Contour labeling entries
____________________

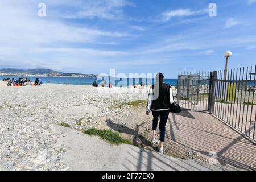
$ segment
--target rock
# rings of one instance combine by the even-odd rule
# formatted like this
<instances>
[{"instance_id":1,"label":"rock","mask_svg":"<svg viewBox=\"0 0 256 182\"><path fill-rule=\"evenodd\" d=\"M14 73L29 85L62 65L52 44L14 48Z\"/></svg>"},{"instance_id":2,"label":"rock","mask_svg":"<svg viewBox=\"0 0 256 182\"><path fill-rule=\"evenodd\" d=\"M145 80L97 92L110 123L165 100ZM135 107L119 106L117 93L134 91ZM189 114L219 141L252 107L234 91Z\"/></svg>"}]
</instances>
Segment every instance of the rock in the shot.
<instances>
[{"instance_id":1,"label":"rock","mask_svg":"<svg viewBox=\"0 0 256 182\"><path fill-rule=\"evenodd\" d=\"M60 149L60 151L61 151L61 152L65 152L67 151L67 150L66 150L65 148L61 148Z\"/></svg>"},{"instance_id":2,"label":"rock","mask_svg":"<svg viewBox=\"0 0 256 182\"><path fill-rule=\"evenodd\" d=\"M68 171L69 169L69 166L68 166L63 169L63 171Z\"/></svg>"}]
</instances>

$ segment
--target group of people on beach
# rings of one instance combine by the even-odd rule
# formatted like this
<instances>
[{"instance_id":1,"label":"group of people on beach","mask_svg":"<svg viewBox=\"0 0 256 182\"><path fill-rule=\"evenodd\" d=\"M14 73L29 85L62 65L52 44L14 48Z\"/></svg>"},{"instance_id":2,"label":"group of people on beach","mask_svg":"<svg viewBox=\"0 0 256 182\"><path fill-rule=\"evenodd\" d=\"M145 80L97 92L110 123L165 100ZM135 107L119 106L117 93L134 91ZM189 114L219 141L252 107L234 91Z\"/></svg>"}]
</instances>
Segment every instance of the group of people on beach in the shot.
<instances>
[{"instance_id":1,"label":"group of people on beach","mask_svg":"<svg viewBox=\"0 0 256 182\"><path fill-rule=\"evenodd\" d=\"M145 85L146 85L146 84L145 84L145 83L143 82L142 82L141 83L141 84L139 85L139 86L143 86L143 87L145 86ZM93 87L98 87L98 84L97 84L97 81L96 81L96 80L95 80L95 81L93 82L93 83L92 84L92 86L93 86ZM103 82L103 84L100 85L100 86L102 86L102 87L108 87L108 84L107 84L107 83L106 83L106 81L105 81ZM137 85L133 85L133 86L134 88L137 88L138 86L137 86ZM109 87L109 88L112 88L112 87L113 87L113 85L112 85L112 82L110 82L110 83L109 84L108 87Z\"/></svg>"},{"instance_id":2,"label":"group of people on beach","mask_svg":"<svg viewBox=\"0 0 256 182\"><path fill-rule=\"evenodd\" d=\"M24 80L22 77L17 80L13 78L11 80L10 78L4 78L2 80L7 82L7 86L13 85L14 86L22 86L26 85L41 85L43 84L42 81L39 78L36 78L34 82L31 82L31 81L28 78Z\"/></svg>"},{"instance_id":3,"label":"group of people on beach","mask_svg":"<svg viewBox=\"0 0 256 182\"><path fill-rule=\"evenodd\" d=\"M95 80L93 83L92 84L92 86L93 87L98 87L98 84L97 84L97 81ZM104 81L104 82L101 85L100 85L100 86L102 86L102 87L106 87L108 86L107 84L106 84L106 81ZM111 82L110 82L109 84L109 86L108 87L109 88L112 88L113 87L113 85Z\"/></svg>"}]
</instances>

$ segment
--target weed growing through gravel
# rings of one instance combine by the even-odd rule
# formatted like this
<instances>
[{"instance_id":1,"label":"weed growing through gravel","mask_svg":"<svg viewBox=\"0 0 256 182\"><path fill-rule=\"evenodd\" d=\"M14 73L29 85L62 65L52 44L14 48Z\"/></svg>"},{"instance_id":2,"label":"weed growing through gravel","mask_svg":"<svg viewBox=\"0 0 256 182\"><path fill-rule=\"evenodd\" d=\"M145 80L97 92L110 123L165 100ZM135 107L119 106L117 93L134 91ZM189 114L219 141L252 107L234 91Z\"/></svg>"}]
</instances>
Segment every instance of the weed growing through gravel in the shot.
<instances>
[{"instance_id":1,"label":"weed growing through gravel","mask_svg":"<svg viewBox=\"0 0 256 182\"><path fill-rule=\"evenodd\" d=\"M82 124L82 119L79 118L78 121L76 123L76 125L81 125Z\"/></svg>"},{"instance_id":2,"label":"weed growing through gravel","mask_svg":"<svg viewBox=\"0 0 256 182\"><path fill-rule=\"evenodd\" d=\"M123 143L132 144L131 141L123 139L119 134L109 130L99 130L92 128L84 131L84 133L90 136L98 136L112 144L118 146Z\"/></svg>"},{"instance_id":3,"label":"weed growing through gravel","mask_svg":"<svg viewBox=\"0 0 256 182\"><path fill-rule=\"evenodd\" d=\"M70 125L68 125L68 123L65 123L65 122L61 122L61 123L60 123L60 126L63 126L63 127L70 127Z\"/></svg>"}]
</instances>

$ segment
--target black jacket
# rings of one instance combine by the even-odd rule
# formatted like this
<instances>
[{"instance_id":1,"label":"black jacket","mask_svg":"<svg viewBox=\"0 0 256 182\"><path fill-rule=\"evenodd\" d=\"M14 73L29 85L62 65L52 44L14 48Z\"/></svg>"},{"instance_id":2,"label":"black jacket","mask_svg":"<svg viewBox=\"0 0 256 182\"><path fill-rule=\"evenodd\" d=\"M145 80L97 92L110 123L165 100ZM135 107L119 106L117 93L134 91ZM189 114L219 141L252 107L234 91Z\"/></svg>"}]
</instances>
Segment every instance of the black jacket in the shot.
<instances>
[{"instance_id":1,"label":"black jacket","mask_svg":"<svg viewBox=\"0 0 256 182\"><path fill-rule=\"evenodd\" d=\"M146 109L146 111L162 111L169 110L171 104L174 103L172 88L170 85L164 84L162 93L158 93L155 90L155 85L150 88L148 94L148 100Z\"/></svg>"}]
</instances>

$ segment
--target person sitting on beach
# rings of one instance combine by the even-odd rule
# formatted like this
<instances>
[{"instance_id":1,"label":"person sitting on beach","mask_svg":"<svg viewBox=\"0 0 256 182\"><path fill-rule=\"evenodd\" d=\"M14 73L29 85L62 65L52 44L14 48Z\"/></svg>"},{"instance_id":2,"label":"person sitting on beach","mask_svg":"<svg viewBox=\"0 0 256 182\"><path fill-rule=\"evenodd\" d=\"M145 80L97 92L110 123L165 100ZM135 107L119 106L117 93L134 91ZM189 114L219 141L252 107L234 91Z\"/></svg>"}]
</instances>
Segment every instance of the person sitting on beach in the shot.
<instances>
[{"instance_id":1,"label":"person sitting on beach","mask_svg":"<svg viewBox=\"0 0 256 182\"><path fill-rule=\"evenodd\" d=\"M35 80L35 85L39 85L39 78L36 78L36 80Z\"/></svg>"},{"instance_id":2,"label":"person sitting on beach","mask_svg":"<svg viewBox=\"0 0 256 182\"><path fill-rule=\"evenodd\" d=\"M20 78L15 81L16 84L18 85L23 85L24 84L23 78Z\"/></svg>"},{"instance_id":3,"label":"person sitting on beach","mask_svg":"<svg viewBox=\"0 0 256 182\"><path fill-rule=\"evenodd\" d=\"M93 87L98 87L98 85L97 84L97 82L96 82L96 80L92 84L92 86L93 86Z\"/></svg>"}]
</instances>

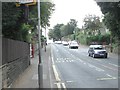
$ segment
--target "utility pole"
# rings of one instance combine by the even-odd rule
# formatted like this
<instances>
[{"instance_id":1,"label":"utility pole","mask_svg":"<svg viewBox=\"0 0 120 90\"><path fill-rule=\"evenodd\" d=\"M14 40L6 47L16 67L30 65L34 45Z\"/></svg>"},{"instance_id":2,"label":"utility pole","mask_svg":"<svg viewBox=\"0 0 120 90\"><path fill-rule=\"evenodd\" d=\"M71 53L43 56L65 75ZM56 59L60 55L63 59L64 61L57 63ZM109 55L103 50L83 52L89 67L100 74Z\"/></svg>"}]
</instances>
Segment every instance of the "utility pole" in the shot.
<instances>
[{"instance_id":1,"label":"utility pole","mask_svg":"<svg viewBox=\"0 0 120 90\"><path fill-rule=\"evenodd\" d=\"M38 83L39 88L43 88L43 67L41 60L41 30L40 30L40 0L38 0L38 51L39 51L39 64L38 64Z\"/></svg>"}]
</instances>

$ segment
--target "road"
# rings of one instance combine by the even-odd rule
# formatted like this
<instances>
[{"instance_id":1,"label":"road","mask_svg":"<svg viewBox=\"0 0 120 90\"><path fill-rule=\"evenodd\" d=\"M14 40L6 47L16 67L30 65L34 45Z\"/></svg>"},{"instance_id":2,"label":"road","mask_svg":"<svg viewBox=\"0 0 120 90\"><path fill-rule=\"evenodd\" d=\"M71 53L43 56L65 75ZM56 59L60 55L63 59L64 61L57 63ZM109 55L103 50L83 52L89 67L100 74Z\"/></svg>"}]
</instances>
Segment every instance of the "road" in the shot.
<instances>
[{"instance_id":1,"label":"road","mask_svg":"<svg viewBox=\"0 0 120 90\"><path fill-rule=\"evenodd\" d=\"M51 44L53 71L58 87L63 88L118 88L118 58L92 58L88 47L69 49L62 44Z\"/></svg>"}]
</instances>

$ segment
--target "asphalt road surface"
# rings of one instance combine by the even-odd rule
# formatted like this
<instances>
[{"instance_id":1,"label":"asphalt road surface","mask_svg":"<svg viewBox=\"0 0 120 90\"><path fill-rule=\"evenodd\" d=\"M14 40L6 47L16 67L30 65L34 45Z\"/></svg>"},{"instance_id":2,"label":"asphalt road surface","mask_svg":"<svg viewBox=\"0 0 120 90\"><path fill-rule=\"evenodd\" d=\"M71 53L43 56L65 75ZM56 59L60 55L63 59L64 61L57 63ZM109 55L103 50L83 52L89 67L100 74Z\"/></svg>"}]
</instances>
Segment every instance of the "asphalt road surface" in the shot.
<instances>
[{"instance_id":1,"label":"asphalt road surface","mask_svg":"<svg viewBox=\"0 0 120 90\"><path fill-rule=\"evenodd\" d=\"M63 88L118 88L118 57L92 58L88 48L51 44L53 70Z\"/></svg>"}]
</instances>

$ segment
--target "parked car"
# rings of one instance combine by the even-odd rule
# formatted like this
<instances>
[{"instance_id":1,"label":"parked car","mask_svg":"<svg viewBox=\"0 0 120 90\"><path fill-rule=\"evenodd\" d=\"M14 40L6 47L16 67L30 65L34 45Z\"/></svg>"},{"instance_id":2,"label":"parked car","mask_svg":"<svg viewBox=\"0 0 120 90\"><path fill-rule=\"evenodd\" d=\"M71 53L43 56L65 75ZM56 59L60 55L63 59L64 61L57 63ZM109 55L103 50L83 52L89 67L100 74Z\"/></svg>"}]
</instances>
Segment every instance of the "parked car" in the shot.
<instances>
[{"instance_id":1,"label":"parked car","mask_svg":"<svg viewBox=\"0 0 120 90\"><path fill-rule=\"evenodd\" d=\"M75 48L75 49L78 49L78 47L79 47L79 45L78 45L78 43L76 42L76 41L71 41L70 43L69 43L69 48Z\"/></svg>"},{"instance_id":2,"label":"parked car","mask_svg":"<svg viewBox=\"0 0 120 90\"><path fill-rule=\"evenodd\" d=\"M88 50L88 55L92 56L93 58L95 58L95 57L104 57L104 58L107 58L108 53L103 48L102 45L90 45L89 46L89 50Z\"/></svg>"},{"instance_id":3,"label":"parked car","mask_svg":"<svg viewBox=\"0 0 120 90\"><path fill-rule=\"evenodd\" d=\"M68 42L67 42L67 41L62 41L62 44L63 44L64 46L68 46Z\"/></svg>"}]
</instances>

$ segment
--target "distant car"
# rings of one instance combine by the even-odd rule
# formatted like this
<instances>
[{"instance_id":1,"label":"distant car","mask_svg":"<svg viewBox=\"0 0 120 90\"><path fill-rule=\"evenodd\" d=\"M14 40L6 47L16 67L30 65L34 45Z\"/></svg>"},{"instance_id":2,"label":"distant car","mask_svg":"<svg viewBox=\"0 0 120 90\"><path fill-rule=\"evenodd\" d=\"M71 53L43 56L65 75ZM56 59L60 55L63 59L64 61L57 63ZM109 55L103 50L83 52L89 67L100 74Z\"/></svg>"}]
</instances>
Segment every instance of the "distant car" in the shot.
<instances>
[{"instance_id":1,"label":"distant car","mask_svg":"<svg viewBox=\"0 0 120 90\"><path fill-rule=\"evenodd\" d=\"M62 44L63 44L64 46L68 46L68 45L69 45L67 41L62 41Z\"/></svg>"},{"instance_id":2,"label":"distant car","mask_svg":"<svg viewBox=\"0 0 120 90\"><path fill-rule=\"evenodd\" d=\"M69 43L69 48L75 48L75 49L78 49L78 47L79 47L79 45L78 45L78 43L76 42L76 41L71 41L70 43Z\"/></svg>"},{"instance_id":3,"label":"distant car","mask_svg":"<svg viewBox=\"0 0 120 90\"><path fill-rule=\"evenodd\" d=\"M107 51L103 48L102 45L90 45L88 50L88 55L93 58L104 57L107 58Z\"/></svg>"}]
</instances>

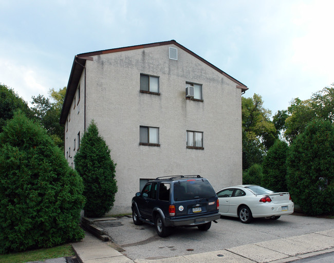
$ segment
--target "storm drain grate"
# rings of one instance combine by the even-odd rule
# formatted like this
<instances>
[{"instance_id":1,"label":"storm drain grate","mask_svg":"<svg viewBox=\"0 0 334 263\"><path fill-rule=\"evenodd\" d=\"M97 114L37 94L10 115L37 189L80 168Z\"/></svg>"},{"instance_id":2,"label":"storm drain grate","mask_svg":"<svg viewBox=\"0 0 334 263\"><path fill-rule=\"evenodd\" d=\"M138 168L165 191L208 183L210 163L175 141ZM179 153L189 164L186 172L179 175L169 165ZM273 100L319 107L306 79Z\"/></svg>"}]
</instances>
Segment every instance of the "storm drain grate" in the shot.
<instances>
[{"instance_id":1,"label":"storm drain grate","mask_svg":"<svg viewBox=\"0 0 334 263\"><path fill-rule=\"evenodd\" d=\"M103 221L102 222L95 222L94 224L101 228L114 228L115 227L120 227L123 225L120 222L115 222L114 220Z\"/></svg>"}]
</instances>

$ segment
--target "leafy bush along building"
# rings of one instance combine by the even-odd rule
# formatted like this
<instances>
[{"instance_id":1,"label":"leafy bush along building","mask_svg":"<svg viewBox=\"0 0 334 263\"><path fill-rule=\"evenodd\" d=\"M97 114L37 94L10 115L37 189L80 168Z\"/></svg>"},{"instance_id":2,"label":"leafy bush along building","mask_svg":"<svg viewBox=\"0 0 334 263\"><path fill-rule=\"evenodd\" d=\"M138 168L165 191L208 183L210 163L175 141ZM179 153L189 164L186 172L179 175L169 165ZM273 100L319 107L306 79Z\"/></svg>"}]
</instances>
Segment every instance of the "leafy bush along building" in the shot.
<instances>
[{"instance_id":1,"label":"leafy bush along building","mask_svg":"<svg viewBox=\"0 0 334 263\"><path fill-rule=\"evenodd\" d=\"M215 190L241 183L247 89L174 40L79 54L60 119L65 156L73 166L94 120L117 164L114 214L131 212L132 197L158 176L199 174Z\"/></svg>"}]
</instances>

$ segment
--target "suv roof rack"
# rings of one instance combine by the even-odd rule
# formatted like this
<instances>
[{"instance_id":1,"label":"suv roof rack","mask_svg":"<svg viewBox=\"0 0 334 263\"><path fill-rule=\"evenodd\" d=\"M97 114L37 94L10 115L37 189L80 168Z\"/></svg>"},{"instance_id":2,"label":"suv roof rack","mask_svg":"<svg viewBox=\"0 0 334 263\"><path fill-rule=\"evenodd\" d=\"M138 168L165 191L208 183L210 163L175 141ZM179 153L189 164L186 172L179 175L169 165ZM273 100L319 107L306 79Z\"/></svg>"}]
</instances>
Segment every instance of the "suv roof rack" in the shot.
<instances>
[{"instance_id":1,"label":"suv roof rack","mask_svg":"<svg viewBox=\"0 0 334 263\"><path fill-rule=\"evenodd\" d=\"M177 179L180 178L185 178L188 177L196 177L197 178L201 178L200 175L174 175L174 176L160 176L159 177L157 177L156 180L159 179L161 178L166 178L167 180L176 180Z\"/></svg>"}]
</instances>

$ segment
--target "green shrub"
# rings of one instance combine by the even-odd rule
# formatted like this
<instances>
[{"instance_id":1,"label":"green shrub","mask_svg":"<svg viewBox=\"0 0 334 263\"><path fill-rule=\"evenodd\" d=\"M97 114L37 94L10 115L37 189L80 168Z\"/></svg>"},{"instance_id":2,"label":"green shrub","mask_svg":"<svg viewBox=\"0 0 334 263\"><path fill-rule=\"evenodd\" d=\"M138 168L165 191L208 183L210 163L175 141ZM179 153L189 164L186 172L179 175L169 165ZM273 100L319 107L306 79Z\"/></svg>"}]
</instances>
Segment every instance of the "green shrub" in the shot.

____________________

§ Directions for this task: Report every line of the data above that contains the string "drain", copying each such line in full. The match is case-sensitive.

§ Solution to this exercise:
--target "storm drain grate"
[{"instance_id":1,"label":"storm drain grate","mask_svg":"<svg viewBox=\"0 0 334 263\"><path fill-rule=\"evenodd\" d=\"M97 114L37 94L10 115L37 189L80 168Z\"/></svg>"},{"instance_id":2,"label":"storm drain grate","mask_svg":"<svg viewBox=\"0 0 334 263\"><path fill-rule=\"evenodd\" d=\"M138 168L165 191L208 183L210 163L175 141ZM179 153L189 164L186 172L179 175L169 165ZM273 100L319 107L306 79Z\"/></svg>"}]
Segment every instance of the "storm drain grate" in the shot.
[{"instance_id":1,"label":"storm drain grate","mask_svg":"<svg viewBox=\"0 0 334 263\"><path fill-rule=\"evenodd\" d=\"M103 221L102 222L95 222L94 224L101 228L114 228L115 227L120 227L123 225L120 222L115 222L114 220Z\"/></svg>"}]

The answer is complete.